◆ **YOUR ASSIGNMENT**:
Each record should be copied exactly, and none of them omitted.

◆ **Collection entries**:
"""

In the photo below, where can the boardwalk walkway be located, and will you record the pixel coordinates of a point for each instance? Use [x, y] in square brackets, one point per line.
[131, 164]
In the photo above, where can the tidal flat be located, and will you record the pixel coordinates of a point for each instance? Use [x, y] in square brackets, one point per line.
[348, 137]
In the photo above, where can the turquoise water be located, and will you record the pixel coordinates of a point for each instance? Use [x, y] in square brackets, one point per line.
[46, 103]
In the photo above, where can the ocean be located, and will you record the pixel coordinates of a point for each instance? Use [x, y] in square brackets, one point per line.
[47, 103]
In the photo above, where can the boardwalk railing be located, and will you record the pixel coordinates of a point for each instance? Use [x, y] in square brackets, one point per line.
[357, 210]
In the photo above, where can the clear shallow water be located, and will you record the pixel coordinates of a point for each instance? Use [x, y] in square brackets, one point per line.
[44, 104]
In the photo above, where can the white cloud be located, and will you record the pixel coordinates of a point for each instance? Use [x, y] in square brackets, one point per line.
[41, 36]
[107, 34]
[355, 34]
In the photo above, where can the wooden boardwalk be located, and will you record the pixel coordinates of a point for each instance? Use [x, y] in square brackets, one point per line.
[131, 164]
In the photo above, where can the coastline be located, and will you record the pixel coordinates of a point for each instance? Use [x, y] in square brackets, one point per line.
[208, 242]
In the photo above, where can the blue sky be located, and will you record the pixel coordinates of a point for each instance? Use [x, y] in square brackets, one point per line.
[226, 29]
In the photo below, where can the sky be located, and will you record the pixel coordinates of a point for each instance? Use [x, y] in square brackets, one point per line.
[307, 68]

"""

◆ **WRITTEN ANSWER**:
In the photo below, where can the boardwalk walkway be located, and will you record the pixel coordinates of a point for each instance? Use [x, y] in square brackets, one point per line.
[131, 164]
In the photo above, where can the tidal flat be located, and will you record the pixel coordinates of a point for each instance? Use [x, y] in square brackets, one point per line.
[348, 137]
In the photo above, where can the turquoise water be located, and will you record the pixel coordinates of a point for each instance? Use [x, y] in square brackets, one point per line.
[46, 103]
In the photo above, where can the ocean be located, and will you record the pixel coordinates of a point for each instance? Use [x, y] in square brackets, one point per line.
[47, 103]
In the photo above, where can the boardwalk railing be located, and will you record the pixel coordinates of a point for each instance? Use [x, y] in square brackets, one point per line.
[357, 210]
In the photo above, where can the clear shallow water be located, and will you record the pixel coordinates of a point for each instance? Use [x, y] in square brackets, one point per line.
[44, 104]
In the photo above, where can the white cloud be located, and will you record the pixel coordinates of a point for each instance? Use [x, y] in square brackets, one point per line.
[41, 36]
[107, 34]
[355, 34]
In the photo above, where can the wooden boardwalk be located, and will you record the pixel coordinates of a point for each instance? Use [x, y] in square brackets, one point per line.
[131, 164]
In the photo above, where can the coastline be located, and will you record the pixel coordinates of a point for each instance? Use [x, y] in square brackets, one point per line.
[208, 242]
In the photo above, where can the blue sky be located, and will you record the pixel coordinates of a point for each instance? Use [x, y] in square brackets, one point per line.
[226, 29]
In the photo below, where can the sky be located, and will you record the pixel coordinates of a point for each instance? Use [x, y] in square brackets, one point per line.
[307, 68]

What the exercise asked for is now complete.